Start of Material provided

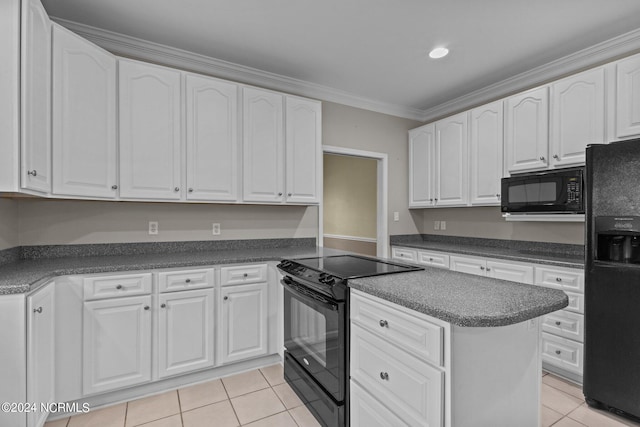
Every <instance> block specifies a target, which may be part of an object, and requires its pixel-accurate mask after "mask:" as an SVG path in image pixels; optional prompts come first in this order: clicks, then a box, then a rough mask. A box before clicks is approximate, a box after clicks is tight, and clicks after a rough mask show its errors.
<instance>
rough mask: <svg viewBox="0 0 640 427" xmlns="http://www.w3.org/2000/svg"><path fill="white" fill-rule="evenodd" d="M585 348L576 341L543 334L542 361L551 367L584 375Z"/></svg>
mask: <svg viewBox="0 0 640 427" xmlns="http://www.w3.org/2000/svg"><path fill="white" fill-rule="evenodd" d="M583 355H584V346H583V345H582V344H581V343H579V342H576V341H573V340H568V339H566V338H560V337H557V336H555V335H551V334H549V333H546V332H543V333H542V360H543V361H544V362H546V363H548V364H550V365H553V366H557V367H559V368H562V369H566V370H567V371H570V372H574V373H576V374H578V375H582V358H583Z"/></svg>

End of Material provided
Start of Material provided

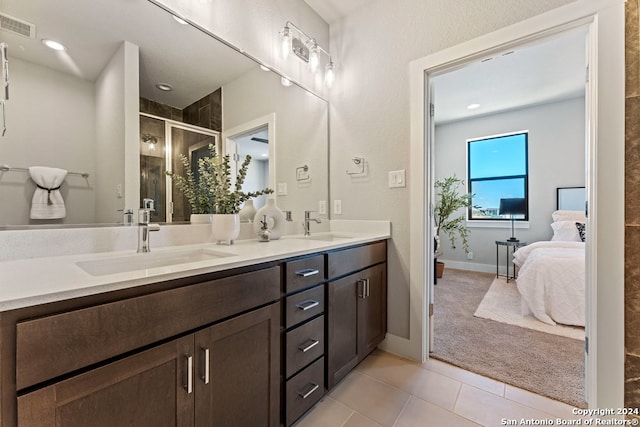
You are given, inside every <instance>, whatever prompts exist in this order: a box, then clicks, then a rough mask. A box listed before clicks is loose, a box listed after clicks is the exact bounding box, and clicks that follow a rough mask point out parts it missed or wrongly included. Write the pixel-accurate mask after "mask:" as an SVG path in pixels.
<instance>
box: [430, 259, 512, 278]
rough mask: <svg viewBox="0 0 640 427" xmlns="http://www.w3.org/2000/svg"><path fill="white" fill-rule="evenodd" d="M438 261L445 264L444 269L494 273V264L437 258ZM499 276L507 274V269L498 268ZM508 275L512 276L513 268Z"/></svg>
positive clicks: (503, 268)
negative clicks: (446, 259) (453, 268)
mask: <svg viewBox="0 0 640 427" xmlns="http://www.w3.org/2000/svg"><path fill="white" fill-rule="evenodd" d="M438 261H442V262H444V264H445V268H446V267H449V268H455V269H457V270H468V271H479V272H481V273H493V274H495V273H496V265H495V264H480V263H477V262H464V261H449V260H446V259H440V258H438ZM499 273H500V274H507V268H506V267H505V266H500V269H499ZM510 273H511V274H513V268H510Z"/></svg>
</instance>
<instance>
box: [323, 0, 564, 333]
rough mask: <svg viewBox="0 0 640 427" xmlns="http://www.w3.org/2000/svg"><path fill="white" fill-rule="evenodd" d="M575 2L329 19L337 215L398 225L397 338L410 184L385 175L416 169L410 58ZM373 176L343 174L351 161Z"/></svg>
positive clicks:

End of Material provided

Transcribe the records character for character, from the line containing "Every <instance> block" down to the line containing "348L576 341L543 334L542", including both of those lines.

Every <instance> block specifies a target, which may be part of an object, and requires its pixel-accurate mask after "mask:" as an SVG path in image pixels; optional prompts come first in this order: clicks, then a box, then a rough mask. A box before clicks is approximate, a box after clicks is tight, and clicks after a rough mask show its errors.
<instance>
rough mask: <svg viewBox="0 0 640 427" xmlns="http://www.w3.org/2000/svg"><path fill="white" fill-rule="evenodd" d="M585 348L576 341L543 334L542 361L551 367L584 375Z"/></svg>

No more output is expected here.